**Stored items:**
----------------------------------------
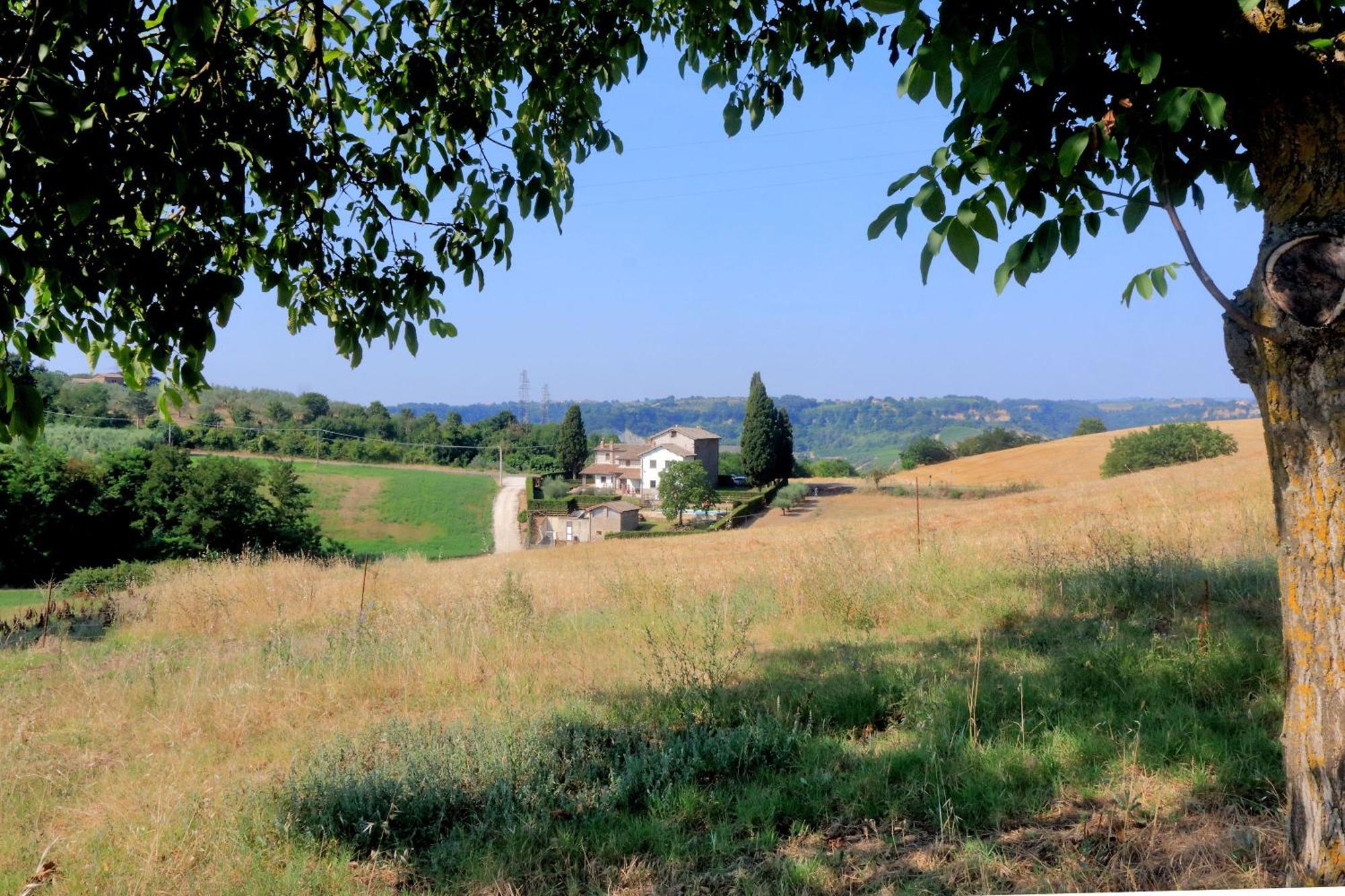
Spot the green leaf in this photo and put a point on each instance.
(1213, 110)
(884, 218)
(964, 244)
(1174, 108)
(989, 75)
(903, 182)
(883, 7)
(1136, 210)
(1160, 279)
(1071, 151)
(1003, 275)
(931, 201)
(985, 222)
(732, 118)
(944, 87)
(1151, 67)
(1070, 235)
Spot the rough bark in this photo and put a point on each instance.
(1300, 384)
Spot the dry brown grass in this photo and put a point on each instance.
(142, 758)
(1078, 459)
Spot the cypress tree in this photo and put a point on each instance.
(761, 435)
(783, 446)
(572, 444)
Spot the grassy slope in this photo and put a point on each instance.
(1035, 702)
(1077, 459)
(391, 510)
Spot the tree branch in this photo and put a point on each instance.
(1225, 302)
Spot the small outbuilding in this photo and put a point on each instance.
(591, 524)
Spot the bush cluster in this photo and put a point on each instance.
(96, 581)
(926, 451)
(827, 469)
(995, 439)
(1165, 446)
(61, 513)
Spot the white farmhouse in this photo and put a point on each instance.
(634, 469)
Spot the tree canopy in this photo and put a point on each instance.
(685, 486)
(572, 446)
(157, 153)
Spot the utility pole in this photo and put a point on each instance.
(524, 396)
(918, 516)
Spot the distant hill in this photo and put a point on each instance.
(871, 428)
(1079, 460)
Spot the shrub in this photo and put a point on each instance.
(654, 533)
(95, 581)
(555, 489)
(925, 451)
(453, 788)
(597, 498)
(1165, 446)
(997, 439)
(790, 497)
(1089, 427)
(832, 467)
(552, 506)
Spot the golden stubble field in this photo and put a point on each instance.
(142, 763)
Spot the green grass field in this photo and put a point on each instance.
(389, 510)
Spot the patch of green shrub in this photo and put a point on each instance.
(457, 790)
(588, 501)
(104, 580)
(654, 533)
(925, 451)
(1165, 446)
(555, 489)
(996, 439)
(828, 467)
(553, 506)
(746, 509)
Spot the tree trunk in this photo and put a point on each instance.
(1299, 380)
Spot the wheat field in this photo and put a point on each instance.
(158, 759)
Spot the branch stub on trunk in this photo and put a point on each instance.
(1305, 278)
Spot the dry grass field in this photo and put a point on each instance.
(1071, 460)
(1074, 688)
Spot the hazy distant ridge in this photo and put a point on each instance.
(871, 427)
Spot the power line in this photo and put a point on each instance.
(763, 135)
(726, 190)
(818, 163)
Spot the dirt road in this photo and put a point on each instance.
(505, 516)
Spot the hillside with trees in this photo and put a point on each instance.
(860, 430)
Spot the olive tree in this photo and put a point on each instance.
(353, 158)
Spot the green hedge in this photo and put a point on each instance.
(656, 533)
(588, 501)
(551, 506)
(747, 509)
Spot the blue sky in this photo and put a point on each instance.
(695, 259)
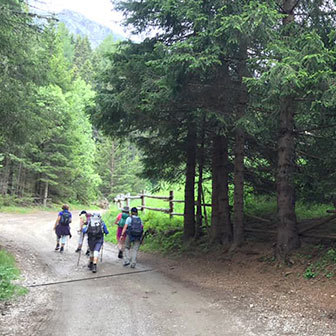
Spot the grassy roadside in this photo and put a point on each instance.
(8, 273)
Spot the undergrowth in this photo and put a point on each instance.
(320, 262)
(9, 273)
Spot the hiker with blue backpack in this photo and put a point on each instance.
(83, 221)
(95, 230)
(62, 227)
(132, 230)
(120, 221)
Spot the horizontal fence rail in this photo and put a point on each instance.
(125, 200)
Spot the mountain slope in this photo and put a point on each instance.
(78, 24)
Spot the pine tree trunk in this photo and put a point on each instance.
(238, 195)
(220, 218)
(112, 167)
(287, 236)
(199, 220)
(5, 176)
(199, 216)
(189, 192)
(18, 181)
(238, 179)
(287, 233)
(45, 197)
----------------------------------------
**To do:** With the pictures stripped out, return each record word for word.

**Result:**
Spot the green leaf in this photo and put a point on each instance.
(1213, 110)
(884, 218)
(964, 244)
(1174, 108)
(989, 75)
(903, 182)
(883, 7)
(1136, 210)
(1160, 279)
(1071, 151)
(1003, 275)
(931, 201)
(985, 222)
(732, 118)
(944, 87)
(1151, 67)
(1070, 235)
Spot the rough bark in this photo and put a point on each instance.
(1300, 384)
Spot the dry brown grass in this photo and put a point on each instance.
(142, 758)
(1078, 459)
Spot the cypress tree in this photo and put a point on each instance.
(761, 435)
(783, 446)
(572, 444)
Spot the grassy slope in this photo and put a point on each instance.
(1035, 702)
(1077, 459)
(391, 510)
Spot the tree branch in this photo and put a point on each instance.
(1225, 302)
Spot the small outbuilding in this photo and put a point on each instance.
(591, 524)
Spot the bush cluster in this photo and put a point on each instance.
(96, 581)
(926, 451)
(827, 469)
(995, 439)
(1165, 446)
(61, 513)
Spot the white farmhouse in this photo and put a point on each instance.
(634, 469)
Spot the tree canopy in this photo and put a point on each instance.
(685, 486)
(572, 446)
(157, 153)
Spot the utility pole in this photo and put a point on each instance.
(524, 396)
(918, 516)
Spot the distant hill in this photo and put a point on each instance.
(871, 428)
(1079, 460)
Spot the shrub in this photo and put a point on each instance.
(654, 533)
(95, 581)
(555, 489)
(925, 451)
(453, 788)
(597, 498)
(1165, 446)
(997, 439)
(790, 497)
(1089, 427)
(832, 467)
(552, 506)
Spot the golden stubble field in this photo and put a point on each instance.
(142, 763)
Spot the green grass field in this photo and put a point on each instance.
(389, 510)
Spot the patch of green shrub in this photo and put a point on each instance.
(457, 790)
(588, 501)
(104, 580)
(654, 533)
(925, 451)
(1165, 446)
(555, 489)
(996, 439)
(828, 467)
(553, 506)
(746, 509)
Spot the tree trunk in this photo and put a point on each instance.
(1299, 380)
Spot the wheat field in this photo and put a point on each instance.
(158, 759)
Spot the branch stub on trunk in this photo and put a point on each instance.
(1305, 278)
Spot the dry grass field in this photo and put a point on each instance.
(1071, 460)
(1074, 688)
Spot the hazy distant ridge in this photo and put a point on each instance.
(871, 427)
Spot the power line in this photo and put a point on each instance.
(763, 135)
(726, 190)
(818, 163)
Spot the dirt road in this photo and put a point on each instance.
(505, 516)
Spot the hillside with trees in this photo and put a point on each instance.
(860, 430)
Spot the olive tree in this photo and put a point on each instance.
(353, 158)
Spot the green hedge in this photo and put a point on each instance.
(656, 533)
(588, 501)
(551, 506)
(747, 509)
Spot the blue sky in this photo and put a point on each instance.
(695, 259)
Spot the grassy roadside in this photo and put a point on each instance.
(8, 273)
Spot the undergrowth in this photo and put a point on each instance.
(320, 262)
(9, 273)
Spot the hiker with blue backpack in this photo and put a point on each instance.
(83, 221)
(95, 230)
(62, 227)
(132, 230)
(120, 221)
Spot the horizontal fence rail in this photo and put a point on each instance.
(125, 200)
Spot the mountain slope in this photo and put a point on each instance.
(78, 24)
Spot the pine tree trunk in this photo and put a point on each instance.
(238, 195)
(220, 218)
(112, 167)
(287, 236)
(199, 220)
(5, 176)
(199, 216)
(189, 192)
(18, 181)
(238, 179)
(287, 233)
(45, 197)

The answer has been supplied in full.